> [What this task involves] Your reply should be the whole listing, copied exactly, with the pictures left out.

> [Material for the task]
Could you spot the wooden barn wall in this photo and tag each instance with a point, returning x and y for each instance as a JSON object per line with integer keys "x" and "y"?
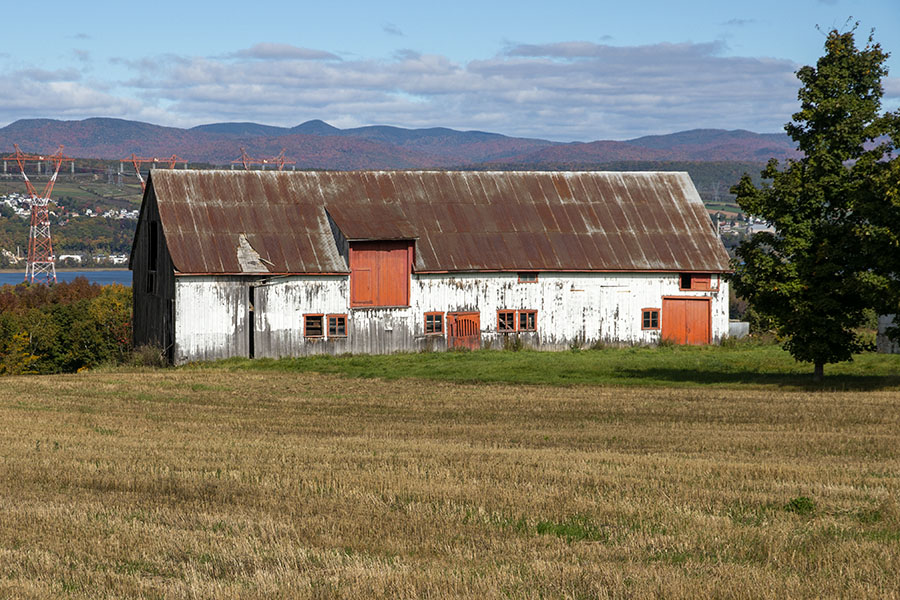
{"x": 882, "y": 341}
{"x": 572, "y": 309}
{"x": 153, "y": 319}
{"x": 279, "y": 311}
{"x": 212, "y": 314}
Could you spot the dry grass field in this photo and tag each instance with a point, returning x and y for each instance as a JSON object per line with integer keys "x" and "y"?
{"x": 205, "y": 483}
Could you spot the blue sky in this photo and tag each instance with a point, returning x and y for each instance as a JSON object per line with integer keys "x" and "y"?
{"x": 563, "y": 71}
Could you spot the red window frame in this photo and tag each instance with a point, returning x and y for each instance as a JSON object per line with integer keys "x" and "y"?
{"x": 650, "y": 312}
{"x": 306, "y": 323}
{"x": 698, "y": 282}
{"x": 437, "y": 319}
{"x": 510, "y": 317}
{"x": 526, "y": 314}
{"x": 342, "y": 318}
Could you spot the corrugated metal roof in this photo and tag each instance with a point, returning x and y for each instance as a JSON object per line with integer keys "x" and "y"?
{"x": 461, "y": 220}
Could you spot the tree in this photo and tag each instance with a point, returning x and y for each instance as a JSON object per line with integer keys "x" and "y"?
{"x": 818, "y": 273}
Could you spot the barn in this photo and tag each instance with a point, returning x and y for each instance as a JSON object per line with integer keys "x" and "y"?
{"x": 272, "y": 264}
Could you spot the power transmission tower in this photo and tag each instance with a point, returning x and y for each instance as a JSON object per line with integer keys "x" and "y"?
{"x": 137, "y": 161}
{"x": 40, "y": 261}
{"x": 246, "y": 161}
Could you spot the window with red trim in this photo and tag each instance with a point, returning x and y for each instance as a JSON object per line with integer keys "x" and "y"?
{"x": 434, "y": 323}
{"x": 337, "y": 326}
{"x": 313, "y": 325}
{"x": 527, "y": 320}
{"x": 506, "y": 320}
{"x": 649, "y": 318}
{"x": 695, "y": 281}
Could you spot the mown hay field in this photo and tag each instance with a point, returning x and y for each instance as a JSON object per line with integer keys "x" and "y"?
{"x": 216, "y": 483}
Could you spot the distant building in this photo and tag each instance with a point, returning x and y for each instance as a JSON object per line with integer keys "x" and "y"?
{"x": 254, "y": 263}
{"x": 882, "y": 342}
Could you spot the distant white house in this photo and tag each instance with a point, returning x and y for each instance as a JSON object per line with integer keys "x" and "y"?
{"x": 882, "y": 342}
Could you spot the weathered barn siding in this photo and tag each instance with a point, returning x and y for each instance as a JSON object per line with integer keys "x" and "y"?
{"x": 244, "y": 258}
{"x": 882, "y": 342}
{"x": 211, "y": 313}
{"x": 280, "y": 306}
{"x": 573, "y": 309}
{"x": 153, "y": 319}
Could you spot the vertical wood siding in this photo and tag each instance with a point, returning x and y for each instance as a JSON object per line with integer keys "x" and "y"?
{"x": 153, "y": 323}
{"x": 572, "y": 310}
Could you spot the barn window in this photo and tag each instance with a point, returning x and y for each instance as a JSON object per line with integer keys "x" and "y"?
{"x": 527, "y": 320}
{"x": 434, "y": 323}
{"x": 152, "y": 256}
{"x": 312, "y": 326}
{"x": 695, "y": 281}
{"x": 650, "y": 318}
{"x": 337, "y": 326}
{"x": 506, "y": 320}
{"x": 379, "y": 273}
{"x": 153, "y": 246}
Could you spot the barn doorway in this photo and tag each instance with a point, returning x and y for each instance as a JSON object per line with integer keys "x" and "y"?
{"x": 464, "y": 330}
{"x": 686, "y": 321}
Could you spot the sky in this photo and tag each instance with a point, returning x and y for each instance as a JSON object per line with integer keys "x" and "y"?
{"x": 564, "y": 70}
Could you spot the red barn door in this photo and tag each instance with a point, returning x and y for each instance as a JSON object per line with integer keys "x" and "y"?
{"x": 686, "y": 321}
{"x": 464, "y": 330}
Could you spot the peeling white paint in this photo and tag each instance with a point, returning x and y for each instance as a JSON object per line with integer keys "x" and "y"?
{"x": 573, "y": 309}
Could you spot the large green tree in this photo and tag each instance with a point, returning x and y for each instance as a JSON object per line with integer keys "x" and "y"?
{"x": 831, "y": 209}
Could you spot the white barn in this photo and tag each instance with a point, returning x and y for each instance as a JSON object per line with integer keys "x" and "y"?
{"x": 271, "y": 264}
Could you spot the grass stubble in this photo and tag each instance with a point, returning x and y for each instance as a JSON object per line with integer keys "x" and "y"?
{"x": 211, "y": 484}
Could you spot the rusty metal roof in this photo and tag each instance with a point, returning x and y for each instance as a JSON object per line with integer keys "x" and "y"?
{"x": 461, "y": 221}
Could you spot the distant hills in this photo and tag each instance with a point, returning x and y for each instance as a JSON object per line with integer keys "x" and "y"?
{"x": 318, "y": 145}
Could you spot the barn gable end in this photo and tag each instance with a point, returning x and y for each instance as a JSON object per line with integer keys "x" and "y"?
{"x": 286, "y": 264}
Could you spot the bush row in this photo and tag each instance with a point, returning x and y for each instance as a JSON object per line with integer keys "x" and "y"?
{"x": 64, "y": 327}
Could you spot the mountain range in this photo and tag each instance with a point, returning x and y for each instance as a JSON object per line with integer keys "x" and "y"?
{"x": 318, "y": 145}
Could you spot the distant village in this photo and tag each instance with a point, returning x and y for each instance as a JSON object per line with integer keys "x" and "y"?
{"x": 20, "y": 205}
{"x": 732, "y": 228}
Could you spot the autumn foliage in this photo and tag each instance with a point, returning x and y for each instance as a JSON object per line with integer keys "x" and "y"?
{"x": 64, "y": 327}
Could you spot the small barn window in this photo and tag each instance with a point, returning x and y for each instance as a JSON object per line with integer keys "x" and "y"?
{"x": 312, "y": 326}
{"x": 506, "y": 320}
{"x": 153, "y": 246}
{"x": 527, "y": 320}
{"x": 434, "y": 323}
{"x": 650, "y": 318}
{"x": 337, "y": 326}
{"x": 695, "y": 281}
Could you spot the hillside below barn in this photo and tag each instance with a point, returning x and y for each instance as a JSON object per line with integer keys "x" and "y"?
{"x": 273, "y": 264}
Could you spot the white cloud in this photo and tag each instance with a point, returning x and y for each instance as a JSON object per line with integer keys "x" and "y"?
{"x": 391, "y": 29}
{"x": 563, "y": 91}
{"x": 269, "y": 51}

> [Task output]
Could you spot the wooden barn wall in this photo and tag each instance with a point, returning x and y for each instance as a JSON object per line with integer keys "x" and "y"?
{"x": 882, "y": 341}
{"x": 572, "y": 309}
{"x": 153, "y": 319}
{"x": 279, "y": 311}
{"x": 212, "y": 314}
Could you spot the dry grass field in this photo and tag each instance with a point, returning x and y for each instance as a JSON object per line with integer keys "x" and "y"?
{"x": 205, "y": 483}
Could you spot the blue sky in this photo and tag each instance with a point, returning x and y for each instance as a JSON object per line with integer keys "x" and "y"?
{"x": 563, "y": 71}
Could you spot the red window frame in this photo and tag each instance with a point, returning x and y for each instance as a JSON object per line with integer keys "x" and "y"?
{"x": 650, "y": 312}
{"x": 306, "y": 323}
{"x": 698, "y": 282}
{"x": 437, "y": 319}
{"x": 510, "y": 317}
{"x": 526, "y": 314}
{"x": 342, "y": 318}
Could you spot the corrugated metal roof in this photo and tag each instance with a point, returning x and y for each instance as a JSON object per line with integer keys "x" and "y"?
{"x": 461, "y": 220}
Could you spot the tree in this photo and tag each instance with a point, returning x and y for each instance as a JSON object per line with integer keys "x" and "y"?
{"x": 818, "y": 273}
Could you spot the barn in this photo and tag each instance with a point, returning x and y for each instance as a JSON object per line with integer keys "x" and "y"?
{"x": 272, "y": 264}
Could you spot the power transmission tower in this photo and tag each instance with a point, returning x and y for each instance as a JSON object per line with integer keys "x" and "y"?
{"x": 137, "y": 161}
{"x": 40, "y": 261}
{"x": 246, "y": 161}
Could you spot the window with red trim in this photo and tag each instance with a point, returning x and y for each instance as a JSON object per line with integer keys "x" and "y"?
{"x": 434, "y": 323}
{"x": 337, "y": 326}
{"x": 313, "y": 325}
{"x": 527, "y": 320}
{"x": 506, "y": 320}
{"x": 649, "y": 318}
{"x": 695, "y": 281}
Could you spot the mown hay field in this photo and tag each instance with a point, returning x and y for each instance as a JSON object per line with integer keys "x" and "y"?
{"x": 216, "y": 483}
Could you spot the distant building in this photo and tag each instance with a point, returning x and y for each instance as a JSON object per line with integer keys "x" and "y"?
{"x": 254, "y": 263}
{"x": 882, "y": 342}
Could you spot the distant white house in this photo and tag each instance with a point, returning x and y for each instance as a JSON object per line with integer keys "x" and "y"?
{"x": 882, "y": 342}
Could you spot the weathered barn siding in this photo and tag each instance with a point, returning x and y for each instance as a JSON object per line with integer keys "x" and "y"?
{"x": 244, "y": 258}
{"x": 882, "y": 342}
{"x": 211, "y": 313}
{"x": 280, "y": 306}
{"x": 573, "y": 309}
{"x": 153, "y": 319}
Could you spot the vertical wood siding in this photo and tag each instance with a point, returning x and y for each instance as a JSON object per line with integer keys "x" and "y"?
{"x": 153, "y": 323}
{"x": 572, "y": 310}
Could you spot the barn window in this photo and tag each instance with a point, returning x and y for each instance as a JSON object per line with integer keys "x" and "y"?
{"x": 527, "y": 320}
{"x": 434, "y": 323}
{"x": 152, "y": 256}
{"x": 312, "y": 326}
{"x": 695, "y": 281}
{"x": 650, "y": 318}
{"x": 337, "y": 326}
{"x": 506, "y": 320}
{"x": 379, "y": 273}
{"x": 153, "y": 246}
Could you spot the barn doorway in this photo and tag each instance with a point, returning x and y for each instance as a JSON object per line with integer keys "x" and "y"?
{"x": 464, "y": 330}
{"x": 686, "y": 321}
Could you spot the sky in this photo and tag each instance with a point, returning x and y for each instance as a JSON object per line with integer keys "x" and "y"?
{"x": 564, "y": 70}
Could you spot the red barn door in this photo and tag each instance with a point, returning x and y for each instance as a JSON object per line with integer keys "x" and "y"?
{"x": 686, "y": 321}
{"x": 464, "y": 330}
Could you spot the peeling white paint in this photo and tag each instance with a point, returning x and y for each instance as a JSON object per line with integer keys "x" and "y"?
{"x": 573, "y": 309}
Could you spot the large green tree in this photo and tag each instance with a point, returning x and y for each instance as a JSON object per line with integer keys "x" and "y"?
{"x": 831, "y": 209}
Could you spot the white barn in this photo and tag each instance with a point, returning x and y for each instance as a JSON object per line with integer keys "x" and "y"?
{"x": 271, "y": 264}
Could you spot the grass stubble in this photo and tag each instance with a point, returning x and y for each instance as a JSON object per line with integer keys "x" and "y"?
{"x": 211, "y": 484}
Could you spot the rusty metal roof in this photo and tag each instance with a point, returning x and y for each instance as a JSON object per line with integer keys "x" and "y"?
{"x": 461, "y": 221}
Could you spot the distant hills in this photo and tag each instance with a point, returning x and y for each instance as a JSON object per line with integer keys "x" and "y"?
{"x": 318, "y": 145}
Could you spot the barn gable end in this photo and tag each instance with a point, returning x and y for each instance as a JSON object per line with integer keys "x" and "y"?
{"x": 286, "y": 264}
Could you spot the bush row in this photo and tag each instance with a point, returning x and y for each instance as a JSON object per line with integer keys "x" and "y"?
{"x": 64, "y": 327}
Could you spot the mountain range in this photo and tag each instance with a point, returning x and y for each instance as a JSON object per line with integer keys "x" and "y"?
{"x": 318, "y": 145}
Could you spot the distant village in this photo and tag each instance with a point, returning x and y for each instance as a JSON object per line with integer keys "x" and "y"?
{"x": 20, "y": 205}
{"x": 732, "y": 228}
Could you spot the autumn foliage in this photo and tag each instance with a point, returning x and y for each instance as a JSON object per line with integer keys "x" and "y"?
{"x": 64, "y": 327}
Could you spot the small barn window in this photo and tag each instance with a point, returning x and y for each instance as a JSON object per line with integer keys "x" and "y"?
{"x": 312, "y": 326}
{"x": 506, "y": 320}
{"x": 153, "y": 246}
{"x": 527, "y": 320}
{"x": 434, "y": 323}
{"x": 650, "y": 318}
{"x": 337, "y": 326}
{"x": 695, "y": 281}
Could you spot the hillside below barn in this photo and tag each instance with a point, returning x and y for each instance as a JSON object per line with integer keys "x" and "y"?
{"x": 273, "y": 264}
Could you spot the white cloud in this photo and tag each instance with a point, returning x and y for each instance as a JSON object per line with integer keys "x" and "y"?
{"x": 391, "y": 29}
{"x": 563, "y": 91}
{"x": 269, "y": 51}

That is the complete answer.